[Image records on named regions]
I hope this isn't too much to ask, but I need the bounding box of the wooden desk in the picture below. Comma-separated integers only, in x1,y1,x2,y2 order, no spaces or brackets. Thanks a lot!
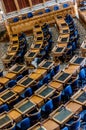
64,64,80,75
0,113,13,130
33,30,43,37
9,64,26,74
0,89,17,103
18,76,34,88
33,26,42,32
80,40,86,57
25,49,39,65
7,44,19,52
30,44,42,50
53,71,71,84
12,85,25,94
14,98,36,115
51,106,73,126
2,52,16,68
69,56,86,66
34,68,47,76
58,34,69,43
5,72,16,79
30,94,44,108
35,85,56,101
58,43,67,48
59,26,70,34
52,46,66,57
6,5,75,34
29,72,42,81
39,60,54,70
71,90,86,105
65,100,82,114
49,81,63,92
0,100,4,106
78,6,86,23
8,109,22,123
42,119,60,130
11,36,18,41
0,77,9,86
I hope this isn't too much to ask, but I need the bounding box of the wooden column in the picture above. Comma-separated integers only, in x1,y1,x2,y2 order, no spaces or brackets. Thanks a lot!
28,0,33,8
43,0,45,4
1,0,6,14
14,0,20,11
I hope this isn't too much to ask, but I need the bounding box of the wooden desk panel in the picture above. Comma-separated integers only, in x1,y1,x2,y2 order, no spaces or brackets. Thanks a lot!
65,101,82,114
39,60,54,70
42,119,60,130
71,89,86,105
49,81,63,91
6,5,75,34
35,85,56,101
34,68,47,76
64,64,80,75
14,98,36,115
0,89,17,103
0,113,13,130
5,72,17,79
18,76,35,88
30,95,44,107
69,56,86,66
0,77,9,86
9,64,26,74
53,71,71,84
8,109,22,122
50,106,73,126
12,85,25,94
29,72,42,81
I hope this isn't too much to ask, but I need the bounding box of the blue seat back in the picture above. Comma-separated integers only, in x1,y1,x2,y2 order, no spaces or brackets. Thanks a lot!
0,104,9,113
27,12,33,18
8,80,16,88
21,118,31,130
16,75,23,81
45,8,51,13
45,99,53,113
54,5,59,11
25,87,33,97
63,3,69,8
79,68,86,80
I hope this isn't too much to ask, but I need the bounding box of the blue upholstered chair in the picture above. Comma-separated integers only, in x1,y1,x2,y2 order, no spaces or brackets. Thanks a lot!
20,87,33,98
53,5,59,11
0,71,3,77
43,74,51,84
22,68,29,76
50,68,55,78
17,117,31,130
16,75,23,81
71,77,79,91
28,108,41,125
54,64,60,74
38,11,43,15
63,3,69,8
45,8,51,13
66,116,80,130
41,99,53,116
79,110,86,122
62,85,73,101
0,104,9,113
79,68,86,87
13,17,19,22
27,12,33,18
52,93,61,109
61,126,68,130
8,80,16,88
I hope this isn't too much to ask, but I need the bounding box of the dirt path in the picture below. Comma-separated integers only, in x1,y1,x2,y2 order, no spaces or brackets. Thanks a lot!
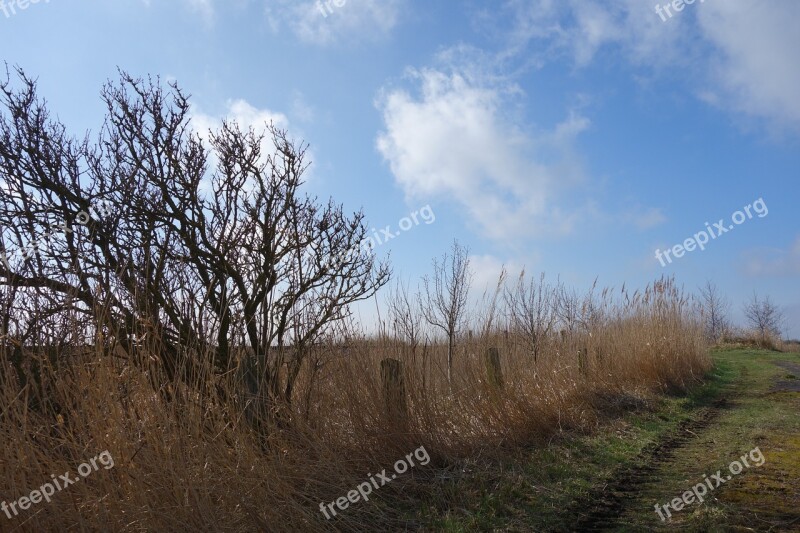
571,352,800,531
575,398,728,531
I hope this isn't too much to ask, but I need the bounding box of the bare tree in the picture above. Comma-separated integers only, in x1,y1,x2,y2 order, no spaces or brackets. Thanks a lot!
419,241,472,384
0,70,389,426
744,292,785,341
700,280,730,343
505,270,557,363
555,284,582,335
386,280,422,355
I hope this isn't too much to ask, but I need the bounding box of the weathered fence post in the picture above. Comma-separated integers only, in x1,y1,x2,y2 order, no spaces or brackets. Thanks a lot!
578,348,589,376
483,346,503,389
381,359,408,428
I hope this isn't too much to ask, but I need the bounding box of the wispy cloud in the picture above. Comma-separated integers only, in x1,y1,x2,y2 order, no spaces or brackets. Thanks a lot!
377,62,589,240
265,0,405,45
497,0,800,130
743,236,800,277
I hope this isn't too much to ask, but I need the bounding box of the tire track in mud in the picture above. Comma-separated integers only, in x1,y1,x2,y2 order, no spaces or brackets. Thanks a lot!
571,398,730,532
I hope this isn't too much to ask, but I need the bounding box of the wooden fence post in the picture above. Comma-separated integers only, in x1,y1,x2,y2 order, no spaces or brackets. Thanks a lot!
484,346,503,389
381,359,408,428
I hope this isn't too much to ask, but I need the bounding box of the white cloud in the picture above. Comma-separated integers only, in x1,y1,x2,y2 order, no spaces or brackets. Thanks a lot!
265,0,406,45
744,236,800,277
377,69,589,241
698,0,800,129
502,0,800,129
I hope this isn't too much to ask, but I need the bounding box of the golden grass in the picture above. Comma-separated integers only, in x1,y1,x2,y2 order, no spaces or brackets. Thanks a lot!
0,276,710,532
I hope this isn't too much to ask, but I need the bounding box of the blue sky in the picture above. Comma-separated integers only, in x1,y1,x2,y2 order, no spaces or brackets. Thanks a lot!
0,0,800,337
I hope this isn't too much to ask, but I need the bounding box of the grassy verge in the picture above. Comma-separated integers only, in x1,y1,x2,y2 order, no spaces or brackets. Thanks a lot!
417,350,800,532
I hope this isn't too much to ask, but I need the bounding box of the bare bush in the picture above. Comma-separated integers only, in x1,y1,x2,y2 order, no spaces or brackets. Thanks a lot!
0,70,389,424
700,280,731,343
504,270,556,363
419,241,472,383
744,293,785,341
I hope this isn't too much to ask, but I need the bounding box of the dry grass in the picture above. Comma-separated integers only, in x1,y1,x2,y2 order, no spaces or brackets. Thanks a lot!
0,276,709,532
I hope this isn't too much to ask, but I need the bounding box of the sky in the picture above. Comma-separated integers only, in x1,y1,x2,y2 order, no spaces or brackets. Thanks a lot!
0,0,800,338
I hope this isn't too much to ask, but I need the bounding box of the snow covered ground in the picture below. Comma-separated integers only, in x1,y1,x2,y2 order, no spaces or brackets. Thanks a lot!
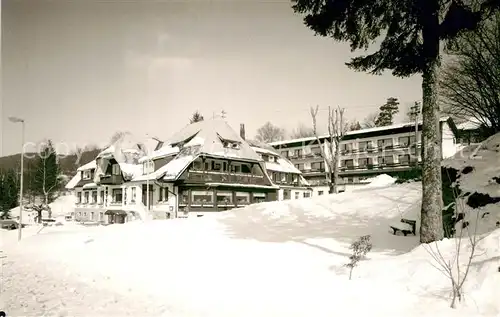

▶ **Problem description**: Output every line of the records above as a numbered list, with blank lines skipped and the pictures left out.

▶ **Output of the exercise**:
1. I hope this isn't too much to ask, but I need the bounding box of the wooden desk in the picture below. Comma-separated integers only, in x1,y1,x2,y2 order, no spaces or brackets. Thanks a lot!
2. 64,64,80,75
3. 0,113,13,130
4. 33,30,43,37
5. 9,64,26,74
6. 0,89,17,103
7. 18,76,34,88
8. 33,26,42,32
9. 80,40,86,57
10. 25,49,39,65
11. 7,44,19,52
12. 30,44,42,50
13. 53,71,71,84
14. 12,85,25,94
15. 14,98,36,115
16. 51,106,73,126
17. 2,52,16,68
18. 69,56,86,66
19. 34,68,47,76
20. 58,34,69,43
21. 5,72,16,79
22. 30,94,44,108
23. 35,85,56,101
24. 58,43,67,48
25. 59,26,70,34
26. 52,46,66,57
27. 6,5,75,34
28. 29,72,42,81
29. 39,60,54,70
30. 71,90,86,105
31. 65,100,82,114
32. 49,81,63,92
33. 0,100,4,106
34. 78,6,86,23
35. 8,109,22,123
36. 42,119,60,130
37. 11,36,18,41
38. 0,77,9,86
39. I hope this isn't too much to ask, but I need the bounding box of the wooden column in the picture above. Comma-separated integers only, in x1,y1,x2,y2 order, no spaces or brackets. Thanks a lot!
40. 28,0,33,8
41. 43,0,45,4
42. 1,0,6,14
43. 14,0,20,11
44. I hope this isn't too much to ask, but I need the bounding box of the wooden desk panel in the picture above. Comma-separated integers only, in x1,y1,x2,y2 order, no spaces or brackets. Thanks a lot!
45. 65,101,82,114
46. 39,60,54,70
47. 42,119,60,130
48. 71,89,86,105
49. 49,81,63,91
50. 6,5,75,34
51. 35,85,56,101
52. 34,68,47,76
53. 64,64,80,75
54. 14,98,36,115
55. 0,89,17,103
56. 0,113,13,130
57. 5,72,17,79
58. 18,76,35,88
59. 30,95,44,107
60. 69,56,86,66
61. 0,77,9,86
62. 9,64,26,74
63. 53,71,71,84
64. 8,109,22,122
65. 50,106,73,126
66. 12,85,25,94
67. 29,72,42,81
68. I hope this isn't too much to ask, but I need the bounding box of the blue seat back in the picture above. Comma-separated integers only, in x1,y1,x2,y2 order, no spaces or brackets. Thanks a lot!
69. 0,104,9,113
70. 27,12,33,18
71. 8,80,16,88
72. 21,118,31,130
73. 16,75,23,81
74. 45,8,51,13
75. 45,99,53,113
76. 54,5,59,11
77. 25,87,33,97
78. 63,3,69,8
79. 79,68,86,80
80. I hope this isn't too much to ask, but I need the bounding box of the blue upholstered chair in the picture above. Comma-separated integers only, in x1,y1,x2,y2 order, no spaces or brackets. Thanks a lot!
81. 20,87,33,98
82. 53,5,59,11
83. 0,71,3,77
84. 43,74,51,84
85. 22,68,29,76
86. 50,68,55,78
87. 17,117,31,130
88. 16,75,23,81
89. 71,77,79,91
90. 28,108,41,125
91. 54,64,60,74
92. 38,11,43,15
93. 63,3,69,8
94. 45,8,51,13
95. 66,116,80,130
96. 41,99,53,116
97. 79,110,86,122
98. 62,85,73,101
99. 0,104,9,113
100. 79,68,86,87
101. 13,17,19,22
102. 27,12,33,18
103. 52,93,61,109
104. 61,126,68,130
105. 8,80,16,88
106. I hope this isn't too much to ask, but I need the bounding box of the dirt path in the picture below. Comma-separated integers only, in x1,y1,x2,y2 order, no spaces or brackets. Thanks a lot!
107. 571,352,800,531
108. 575,398,728,531
109. I hope this isn't too much to ask, but I need the bounding box of the bare tree in the picture above. Comma-separated integers only, in x1,y1,x2,y2 order, no spaces or brackets. Thanks a lot!
110. 419,241,472,384
111. 0,70,389,426
112. 744,292,785,341
113. 700,280,730,343
114. 505,270,557,363
115. 555,284,582,335
116. 386,280,422,355
117. I hope this isn't too much to ask, but I need the bounding box of the weathered fence post in the picture above. Comma-separated integers only, in x1,y1,x2,y2 order, no spaces or brackets. Thanks a lot!
118. 578,348,589,376
119. 483,346,503,389
120. 381,359,408,428
121. I hope this isn't too much to ask, but I need the bounding box of the wispy cloud in the picture above. Comma-separated integers only, in x1,y1,x2,y2 order, no spaces or brackets. Thanks a lot!
122. 377,62,589,240
123. 265,0,405,45
124. 497,0,800,130
125. 743,236,800,277
126. I hope this isn't too much to ask, but I need the bounding box of the tire track in mud in the picture above. Comma-separated integers only, in x1,y1,x2,y2 order, no spaces or brackets. Thanks a lot!
127. 571,398,730,532
128. I hope this isn't too much to ask, but I need the bounding box of the wooden fence post in the picture above. Comma-separated integers only, in x1,y1,x2,y2 order, no spaces or brackets. Thanks a lot!
129. 484,346,503,389
130. 381,359,408,428
131. I hope this isn't too much to ask, but I need the bounding box of the white cloud in the picture above. Comma-separated integers only, in x1,y1,x2,y2 order, no spaces or brackets. Thanks a lot!
132. 265,0,406,45
133. 744,236,800,277
134. 377,69,589,241
135. 698,0,800,129
136. 502,0,800,129
137. I hope this isn't too much to ask, but I need the bounding box of the golden grass in the picture above. Comma-separated integers only, in x1,y1,x2,y2 order, no spaces or brackets. Thanks a lot!
138. 0,276,710,532
139. I hope this isn't too much to ask, but I need the bounding box of the blue sky in the picture above. Comma-separated integers only, in x1,y1,x2,y2 order, no spaces or brackets. Thanks a lot!
140. 0,0,800,337
141. I hope this isn't too much to ask, but I need the bounding box of the grassy verge in the picture above. Comma-separated integers only, in x1,y1,x2,y2 order, no spaces or brackets. Thanks a lot!
142. 417,350,800,532
143. I hope this isn't too much to ask, but I need the bounding box of the bare bush in the picture above. Comma-separated integers only, in x1,y1,x2,y2 order, no spaces or brackets. Thanks a lot!
144. 0,70,389,424
145. 700,280,731,343
146. 504,270,556,363
147. 419,241,472,383
148. 744,293,785,341
149. I hope this isn't too much to ask, but I need the bounding box of the dry grass in the picture above. Comma-separated integers only, in x1,y1,x2,y2 order, no spaces or brackets. Thanks a lot!
150. 0,276,709,532
151. I hope this isn't too much to ask, but I need the bounding box of the sky in the picture above. Comma-separated integers only, in x1,y1,x2,y2 order, no spaces or brackets. Thanks a lot!
152. 0,0,800,338
153. I hope this isn't too much to ask, but I need the bounding box of the snow covered ground in the picture below. Comma-separated integers only, in x1,y1,x2,y2 order, no spaces or brackets. Thanks a lot!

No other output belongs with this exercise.